**WHAT TO DO**
Nothing in the listing below should be skipped, so transcribe it all exactly.

**SUPPLIED ENTRIES**
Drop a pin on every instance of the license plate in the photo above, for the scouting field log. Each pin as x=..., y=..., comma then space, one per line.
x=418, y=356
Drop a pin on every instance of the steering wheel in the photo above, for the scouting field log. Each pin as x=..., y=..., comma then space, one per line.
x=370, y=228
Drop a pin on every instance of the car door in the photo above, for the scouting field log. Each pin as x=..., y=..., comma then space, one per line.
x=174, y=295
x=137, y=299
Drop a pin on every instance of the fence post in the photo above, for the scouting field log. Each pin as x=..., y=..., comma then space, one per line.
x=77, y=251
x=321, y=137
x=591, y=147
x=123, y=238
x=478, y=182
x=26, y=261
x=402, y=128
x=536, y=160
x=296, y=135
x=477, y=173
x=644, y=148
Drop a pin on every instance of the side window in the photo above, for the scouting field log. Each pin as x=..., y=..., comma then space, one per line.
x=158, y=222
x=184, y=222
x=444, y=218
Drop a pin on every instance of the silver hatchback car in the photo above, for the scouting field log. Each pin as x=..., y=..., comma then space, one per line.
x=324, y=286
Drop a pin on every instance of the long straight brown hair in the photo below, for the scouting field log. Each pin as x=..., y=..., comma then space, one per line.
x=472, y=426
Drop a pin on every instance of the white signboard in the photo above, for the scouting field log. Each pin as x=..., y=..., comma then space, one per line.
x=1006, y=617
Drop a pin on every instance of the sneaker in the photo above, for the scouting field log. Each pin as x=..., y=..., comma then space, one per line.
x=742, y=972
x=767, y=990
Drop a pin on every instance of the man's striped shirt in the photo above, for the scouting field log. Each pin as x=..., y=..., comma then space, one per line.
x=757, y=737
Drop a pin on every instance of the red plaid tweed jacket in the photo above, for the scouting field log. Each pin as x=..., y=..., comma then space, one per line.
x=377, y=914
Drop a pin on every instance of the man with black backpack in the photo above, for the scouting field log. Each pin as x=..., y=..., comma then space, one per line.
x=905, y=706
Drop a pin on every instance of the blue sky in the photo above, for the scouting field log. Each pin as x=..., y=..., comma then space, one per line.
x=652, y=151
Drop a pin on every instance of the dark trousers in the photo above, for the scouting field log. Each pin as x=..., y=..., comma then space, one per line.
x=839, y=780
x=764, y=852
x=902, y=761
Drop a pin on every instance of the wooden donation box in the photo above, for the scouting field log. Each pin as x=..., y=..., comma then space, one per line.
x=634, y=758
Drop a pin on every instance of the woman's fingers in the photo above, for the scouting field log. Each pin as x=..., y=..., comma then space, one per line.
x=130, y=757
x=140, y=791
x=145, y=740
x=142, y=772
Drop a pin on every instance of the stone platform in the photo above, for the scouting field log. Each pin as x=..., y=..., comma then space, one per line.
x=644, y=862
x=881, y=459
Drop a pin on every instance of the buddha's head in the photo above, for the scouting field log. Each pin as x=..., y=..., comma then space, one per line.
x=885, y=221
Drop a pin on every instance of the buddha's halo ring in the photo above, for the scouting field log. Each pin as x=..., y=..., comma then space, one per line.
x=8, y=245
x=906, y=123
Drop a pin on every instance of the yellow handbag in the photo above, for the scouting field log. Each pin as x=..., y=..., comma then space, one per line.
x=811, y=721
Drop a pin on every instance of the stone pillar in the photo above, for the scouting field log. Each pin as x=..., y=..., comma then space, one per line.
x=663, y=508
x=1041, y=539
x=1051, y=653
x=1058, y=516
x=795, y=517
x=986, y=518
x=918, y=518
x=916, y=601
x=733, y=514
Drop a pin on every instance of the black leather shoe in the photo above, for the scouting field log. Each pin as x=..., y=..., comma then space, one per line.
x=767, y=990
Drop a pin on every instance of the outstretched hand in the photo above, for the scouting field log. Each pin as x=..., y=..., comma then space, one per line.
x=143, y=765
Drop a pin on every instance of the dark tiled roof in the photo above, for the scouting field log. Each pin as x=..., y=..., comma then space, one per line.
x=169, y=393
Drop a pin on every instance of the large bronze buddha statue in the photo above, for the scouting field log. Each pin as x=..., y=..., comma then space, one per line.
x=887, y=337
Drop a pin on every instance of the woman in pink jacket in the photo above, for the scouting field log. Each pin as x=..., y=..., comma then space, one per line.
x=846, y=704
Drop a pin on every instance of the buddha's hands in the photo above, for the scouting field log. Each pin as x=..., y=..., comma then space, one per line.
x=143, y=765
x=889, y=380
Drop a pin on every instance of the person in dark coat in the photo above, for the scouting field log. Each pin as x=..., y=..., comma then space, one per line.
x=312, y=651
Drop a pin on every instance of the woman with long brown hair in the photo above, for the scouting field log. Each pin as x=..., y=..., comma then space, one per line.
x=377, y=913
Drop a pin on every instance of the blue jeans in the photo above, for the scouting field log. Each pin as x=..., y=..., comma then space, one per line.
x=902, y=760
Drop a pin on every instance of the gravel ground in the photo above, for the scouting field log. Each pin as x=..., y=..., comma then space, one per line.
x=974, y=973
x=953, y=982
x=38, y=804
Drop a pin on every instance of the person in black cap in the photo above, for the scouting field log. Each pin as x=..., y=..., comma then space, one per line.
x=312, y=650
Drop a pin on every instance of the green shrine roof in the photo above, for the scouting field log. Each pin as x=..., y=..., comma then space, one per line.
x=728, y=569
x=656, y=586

**EXERCISE RESULT**
Drop a pin on every instance of the license plate in the photo above, for the scouting field log. Each pin as x=..., y=..., comma then space, one per line.
x=418, y=356
Drop a pin on every instance of the steering wheel in the photo above, for the scouting field log. Each pin as x=..., y=..., comma then space, one per line.
x=370, y=228
Drop a pin on every instance of the car door in the photo above, for the scouting field log. Each pin as x=..., y=..., comma then space, one per line.
x=174, y=295
x=137, y=299
Drop a pin on every instance of the fence post in the photo above, for the scouting field log. Each pin as x=..., y=..., comma then space, one per line.
x=77, y=251
x=321, y=137
x=591, y=147
x=123, y=238
x=478, y=182
x=26, y=261
x=402, y=128
x=536, y=160
x=296, y=135
x=477, y=173
x=644, y=148
Drop a pin on every instance of the side window in the photo above, for the scouting field log. Each pin as x=..., y=..., comma then space, one per line.
x=158, y=222
x=184, y=222
x=444, y=218
Drop a pin on every instance of the silver hatchback car in the photo above, for the scouting field log. Each pin as x=..., y=..., comma then space, one per line.
x=324, y=286
Drop a pin on every instance of the long straight brown hair in the photo below, for the scouting field log. Each pin as x=..., y=..., comma then space, one per line.
x=472, y=426
Drop a pin on every instance of the white signboard in the photo above, for the scouting field log. Each pin as x=..., y=..., comma then space, one per line.
x=1006, y=617
Drop a pin on every instance of the sneaker in the photo above, for the scouting field log. Each pin as x=..., y=..., comma then space, one per line.
x=742, y=972
x=767, y=990
Drop a pin on every instance of the man's striped shirt in the photo above, for the scouting field log. Each pin as x=..., y=..., comma then space, one per line.
x=757, y=737
Drop a pin on every instance of the red plaid tweed jacket in the photo above, for the scouting field log. Each pin as x=..., y=..., comma then space, one per line.
x=377, y=914
Drop a pin on every instance of the man with black backpack in the photo above, for the scouting field log. Each pin as x=..., y=..., comma then space, one per line.
x=905, y=706
Drop a pin on every instance of the blue sky in the photo above, for the scouting field log. Each pin as x=..., y=..., comma then space, one per line.
x=652, y=151
Drop a pin on every instance of the dark trousers in the photo above, for the scouting field log. Each pin as x=..., y=..., comma then space, one per line.
x=839, y=780
x=764, y=852
x=902, y=761
Drop a pin on every instance of the wooden donation box in the photo above, for the scouting field log. Each pin as x=..., y=..., comma then space, one per line.
x=634, y=758
Drop a pin on every instance of the woman's fingers in the photo above, for the scouting field log. Each pin as x=..., y=..., comma then space, one per line.
x=130, y=757
x=140, y=791
x=145, y=740
x=142, y=772
Drop a pin on every instance of the stone platform in the photo above, for the scouting field log. Each pin as x=..., y=..., comma then space, one per line.
x=644, y=862
x=881, y=459
Drop a pin on every instance of the buddha's head in the photo above, for the scouting field log. Each pin as x=..., y=..., comma then space, one per line.
x=885, y=221
Drop a pin on every instance of the buddha's halo ring in the photo above, for the scouting field log. Each pin as x=..., y=..., comma then space, one per line.
x=8, y=245
x=906, y=123
Drop a pin on every instance of the yellow handbag in the photo above, for the scouting field log. Each pin as x=..., y=..., comma then space, one per line.
x=811, y=721
Drop a pin on every instance of the stone pillar in the photo above, for the scouting field log. Each pin as x=..., y=..., comma then space, one per line.
x=663, y=508
x=1041, y=539
x=1051, y=653
x=1058, y=516
x=795, y=517
x=986, y=518
x=918, y=518
x=916, y=601
x=733, y=514
Drop a pin on every instance of the black leather shoe in the photo above, for the scouting field log. Each pin as x=..., y=..., comma then space, one per line.
x=767, y=990
Drop a pin on every instance of the outstretched hand in the photo above, for the scouting field log. Each pin as x=..., y=..., comma then space, one per line.
x=143, y=765
Drop a pin on every instance of the dark tiled roof in the photo above, for the scouting field log. Each pin as x=..., y=..., comma then space, one per line.
x=169, y=393
Drop a pin on every instance of the large bronze buddha statue in the photo above, for the scouting field log. Each pin as x=..., y=..., comma then space, one per line.
x=887, y=337
Drop a pin on every instance of the woman in pink jacket in the photo above, for the scouting field log. Each pin as x=..., y=..., comma then space, one per line.
x=846, y=704
Drop a pin on every instance of the buddha's hands in the photo above, for the scouting field log. Each pin as x=..., y=..., comma then space, one per line.
x=143, y=765
x=889, y=380
Drop a pin on every instance of the person in dark coat in the photo above, for the scouting field log. Each pin as x=..., y=..., comma then space, one per line.
x=312, y=651
Drop a pin on every instance of the woman with long brown hair in the photo above, for the scouting field log. Each pin as x=..., y=..., comma then space, one per line.
x=377, y=913
Drop a pin on every instance of the blue jeans in the photo above, for the scouting field log. Each pin as x=..., y=..., comma then space, one per line.
x=902, y=760
Drop a pin on every instance of the gravel ground in the photo above, for the scouting field log. Each pin as x=..., y=..., comma then space, one per line.
x=974, y=973
x=953, y=982
x=38, y=804
Drop a pin on every instance of the person in black cap in the photo above, for the scouting field log. Each pin as x=..., y=..., comma then space, one per line.
x=312, y=650
Drop a pin on every instance of the green shrine roof in the photo above, for the scouting field log. Each pin as x=..., y=..., comma then space, one per line.
x=728, y=569
x=656, y=586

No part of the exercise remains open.